- [Document passage]:
+ + + + +

Friday, January 21, 2022

Northeast Health District, Area Hospitals Report Some Easing Of COVID-19 Cases; Oconee County Schools Cases Increase

***Confirmed COVID-19 Deaths In Oconee, Clarke***

The 10-county Northeast Health District added 6,422 new cases of COVID-19 in the last seven days, and 17 confirmed deaths from the disease.

One of the confirmed deaths was in Oconee County, and three were in Clarke County.

The average number of added cases per day in the last seven days was 917.4 compared with 1,074.6 in the nine days ending on Jan. 14.

The Georgia Department of Public Health did not release its usual Daily Status Report on Jan. 6 or 7, citing unspecified problems with its Electronic Laboratory Reporting system, necessitating the nine-day average computation last week

Oconee County added 518 cases on Friday, or an average of 70.4 cases per day, compared with 74 new cases in the nine days ending on Jan. 14, or 80.4 cases per day.

+ + + + +

- [List of tasks]:
1/ In the COVID-19 report above, how many confirmed deaths from the disease were in Clarke County?
2/ Pick up the COVID-19 report after its last sentence and keep writing it.
The items have no part in what is asked here.

+ + + + +

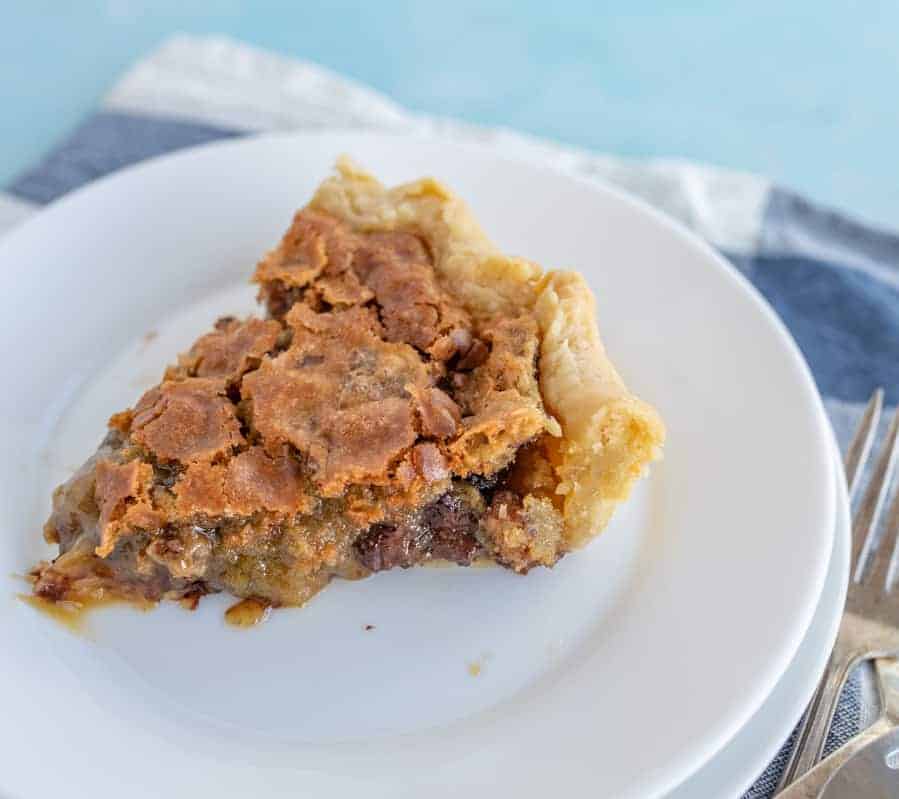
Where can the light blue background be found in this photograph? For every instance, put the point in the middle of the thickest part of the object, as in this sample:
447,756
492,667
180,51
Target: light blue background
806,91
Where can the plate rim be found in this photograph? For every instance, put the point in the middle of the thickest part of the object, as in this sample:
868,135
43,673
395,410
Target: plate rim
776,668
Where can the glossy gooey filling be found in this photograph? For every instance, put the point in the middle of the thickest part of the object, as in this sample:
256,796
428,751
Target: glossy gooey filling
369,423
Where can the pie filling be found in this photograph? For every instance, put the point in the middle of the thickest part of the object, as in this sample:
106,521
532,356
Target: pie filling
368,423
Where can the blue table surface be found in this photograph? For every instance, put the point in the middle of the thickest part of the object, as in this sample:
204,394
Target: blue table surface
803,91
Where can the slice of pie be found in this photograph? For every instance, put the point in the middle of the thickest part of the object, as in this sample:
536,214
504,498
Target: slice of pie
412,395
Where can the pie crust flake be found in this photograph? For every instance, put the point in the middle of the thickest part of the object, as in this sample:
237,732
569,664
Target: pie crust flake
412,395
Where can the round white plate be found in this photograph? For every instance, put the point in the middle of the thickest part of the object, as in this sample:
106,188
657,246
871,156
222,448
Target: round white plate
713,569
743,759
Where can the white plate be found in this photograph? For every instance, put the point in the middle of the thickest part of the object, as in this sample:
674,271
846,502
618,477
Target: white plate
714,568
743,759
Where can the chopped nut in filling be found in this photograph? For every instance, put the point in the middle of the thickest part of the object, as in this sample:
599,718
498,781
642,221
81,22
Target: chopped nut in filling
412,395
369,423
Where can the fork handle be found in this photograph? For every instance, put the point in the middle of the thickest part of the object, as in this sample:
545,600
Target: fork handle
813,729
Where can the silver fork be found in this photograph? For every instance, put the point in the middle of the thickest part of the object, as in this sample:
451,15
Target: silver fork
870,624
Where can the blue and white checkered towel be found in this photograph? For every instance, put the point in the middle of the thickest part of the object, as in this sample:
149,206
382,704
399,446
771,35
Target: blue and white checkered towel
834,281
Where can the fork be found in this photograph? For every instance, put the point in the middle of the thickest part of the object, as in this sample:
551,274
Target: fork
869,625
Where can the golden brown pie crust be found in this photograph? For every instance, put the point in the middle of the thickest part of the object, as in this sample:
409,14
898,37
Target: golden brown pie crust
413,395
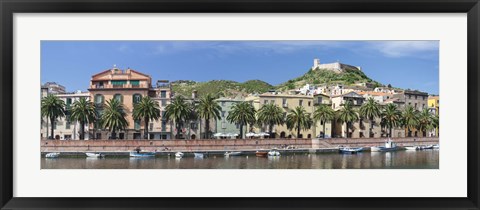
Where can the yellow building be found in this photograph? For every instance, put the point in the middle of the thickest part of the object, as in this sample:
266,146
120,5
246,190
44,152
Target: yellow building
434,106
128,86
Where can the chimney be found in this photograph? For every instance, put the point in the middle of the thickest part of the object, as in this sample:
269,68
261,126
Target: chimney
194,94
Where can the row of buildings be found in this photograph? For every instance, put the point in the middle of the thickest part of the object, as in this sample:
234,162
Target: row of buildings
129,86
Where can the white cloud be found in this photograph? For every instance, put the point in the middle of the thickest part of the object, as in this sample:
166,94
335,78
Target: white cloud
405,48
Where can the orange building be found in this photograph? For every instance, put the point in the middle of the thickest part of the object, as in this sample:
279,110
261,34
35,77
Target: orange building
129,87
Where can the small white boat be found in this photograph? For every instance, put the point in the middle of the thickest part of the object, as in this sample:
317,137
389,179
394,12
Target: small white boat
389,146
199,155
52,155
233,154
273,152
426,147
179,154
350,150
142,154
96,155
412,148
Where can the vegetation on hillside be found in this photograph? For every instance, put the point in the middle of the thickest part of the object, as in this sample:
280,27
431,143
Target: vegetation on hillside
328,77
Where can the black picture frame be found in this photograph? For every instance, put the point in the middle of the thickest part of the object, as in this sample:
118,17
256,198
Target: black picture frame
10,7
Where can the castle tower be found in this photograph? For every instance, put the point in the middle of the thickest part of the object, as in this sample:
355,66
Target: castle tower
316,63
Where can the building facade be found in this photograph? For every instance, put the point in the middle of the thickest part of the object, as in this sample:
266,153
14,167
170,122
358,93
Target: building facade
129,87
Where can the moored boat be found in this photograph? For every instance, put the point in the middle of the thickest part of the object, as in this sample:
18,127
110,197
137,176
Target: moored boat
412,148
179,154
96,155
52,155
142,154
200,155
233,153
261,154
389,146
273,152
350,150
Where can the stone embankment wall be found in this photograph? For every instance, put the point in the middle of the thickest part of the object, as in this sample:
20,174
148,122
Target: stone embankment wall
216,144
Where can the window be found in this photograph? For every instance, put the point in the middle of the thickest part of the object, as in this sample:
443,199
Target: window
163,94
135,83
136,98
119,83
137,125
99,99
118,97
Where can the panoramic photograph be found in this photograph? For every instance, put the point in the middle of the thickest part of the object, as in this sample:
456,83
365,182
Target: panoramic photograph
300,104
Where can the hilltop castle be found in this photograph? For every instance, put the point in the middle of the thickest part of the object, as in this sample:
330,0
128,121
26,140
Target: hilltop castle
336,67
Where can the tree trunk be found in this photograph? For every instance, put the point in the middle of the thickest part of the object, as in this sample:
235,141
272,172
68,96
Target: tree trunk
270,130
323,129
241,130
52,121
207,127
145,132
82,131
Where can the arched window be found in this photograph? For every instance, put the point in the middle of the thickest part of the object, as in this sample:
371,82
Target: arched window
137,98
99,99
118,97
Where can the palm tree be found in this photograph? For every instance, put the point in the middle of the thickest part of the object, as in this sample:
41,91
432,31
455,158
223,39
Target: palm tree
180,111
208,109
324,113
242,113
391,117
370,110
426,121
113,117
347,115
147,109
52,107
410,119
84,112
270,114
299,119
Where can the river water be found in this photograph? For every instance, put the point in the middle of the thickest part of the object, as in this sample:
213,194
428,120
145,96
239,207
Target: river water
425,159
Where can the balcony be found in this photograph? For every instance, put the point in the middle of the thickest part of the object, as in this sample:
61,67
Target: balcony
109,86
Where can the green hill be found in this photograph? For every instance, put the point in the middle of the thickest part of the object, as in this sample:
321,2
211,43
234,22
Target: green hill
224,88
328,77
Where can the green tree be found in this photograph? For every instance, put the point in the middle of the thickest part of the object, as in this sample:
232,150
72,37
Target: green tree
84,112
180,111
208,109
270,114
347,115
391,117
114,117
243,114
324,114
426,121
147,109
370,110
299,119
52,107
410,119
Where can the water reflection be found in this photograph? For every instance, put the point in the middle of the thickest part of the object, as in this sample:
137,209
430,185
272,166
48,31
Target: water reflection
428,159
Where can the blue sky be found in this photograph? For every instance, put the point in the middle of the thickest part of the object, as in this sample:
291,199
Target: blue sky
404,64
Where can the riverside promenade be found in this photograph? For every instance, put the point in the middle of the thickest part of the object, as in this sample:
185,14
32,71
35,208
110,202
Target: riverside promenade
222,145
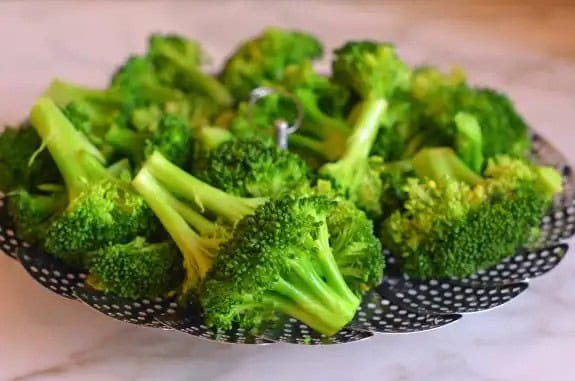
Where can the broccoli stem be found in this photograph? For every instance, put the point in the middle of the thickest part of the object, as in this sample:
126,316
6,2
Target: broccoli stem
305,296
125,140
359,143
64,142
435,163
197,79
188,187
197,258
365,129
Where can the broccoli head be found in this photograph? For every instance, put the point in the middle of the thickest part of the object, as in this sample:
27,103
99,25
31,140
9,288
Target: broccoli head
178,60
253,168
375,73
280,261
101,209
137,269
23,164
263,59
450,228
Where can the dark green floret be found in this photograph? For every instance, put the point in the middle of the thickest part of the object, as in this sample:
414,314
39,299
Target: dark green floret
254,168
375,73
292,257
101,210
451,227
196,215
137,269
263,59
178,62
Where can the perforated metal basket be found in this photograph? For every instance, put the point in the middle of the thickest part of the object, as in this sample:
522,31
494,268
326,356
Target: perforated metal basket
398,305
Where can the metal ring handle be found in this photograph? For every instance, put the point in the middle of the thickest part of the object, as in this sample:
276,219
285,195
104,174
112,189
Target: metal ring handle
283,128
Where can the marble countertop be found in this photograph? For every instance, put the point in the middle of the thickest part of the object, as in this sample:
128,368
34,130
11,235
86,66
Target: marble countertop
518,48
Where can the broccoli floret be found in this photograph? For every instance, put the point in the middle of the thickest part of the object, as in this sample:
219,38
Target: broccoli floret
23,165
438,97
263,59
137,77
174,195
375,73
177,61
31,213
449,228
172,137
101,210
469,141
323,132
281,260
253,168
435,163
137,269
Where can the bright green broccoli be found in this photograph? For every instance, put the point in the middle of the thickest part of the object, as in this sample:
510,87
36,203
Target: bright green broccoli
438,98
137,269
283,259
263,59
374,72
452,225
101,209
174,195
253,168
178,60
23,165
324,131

+ + + + +

- [Answers for the exercise]:
1/ Three

2/
Clarke County added 1,660 new cases in the seven days ending on Friday, compared with 2,445 new cases in the nine days ending on Jan. 14. The 1,660 new cases on Friday is an average of 237.1 cases per day, compared with an average of 271.7 cases per day in the nine days ending on Jan. 14.

Rolling Averages

The seven-day rolling average of added cases in Oconee County on Friday per 100,000 population was 180.8. and it was 187.0 in Clarke County.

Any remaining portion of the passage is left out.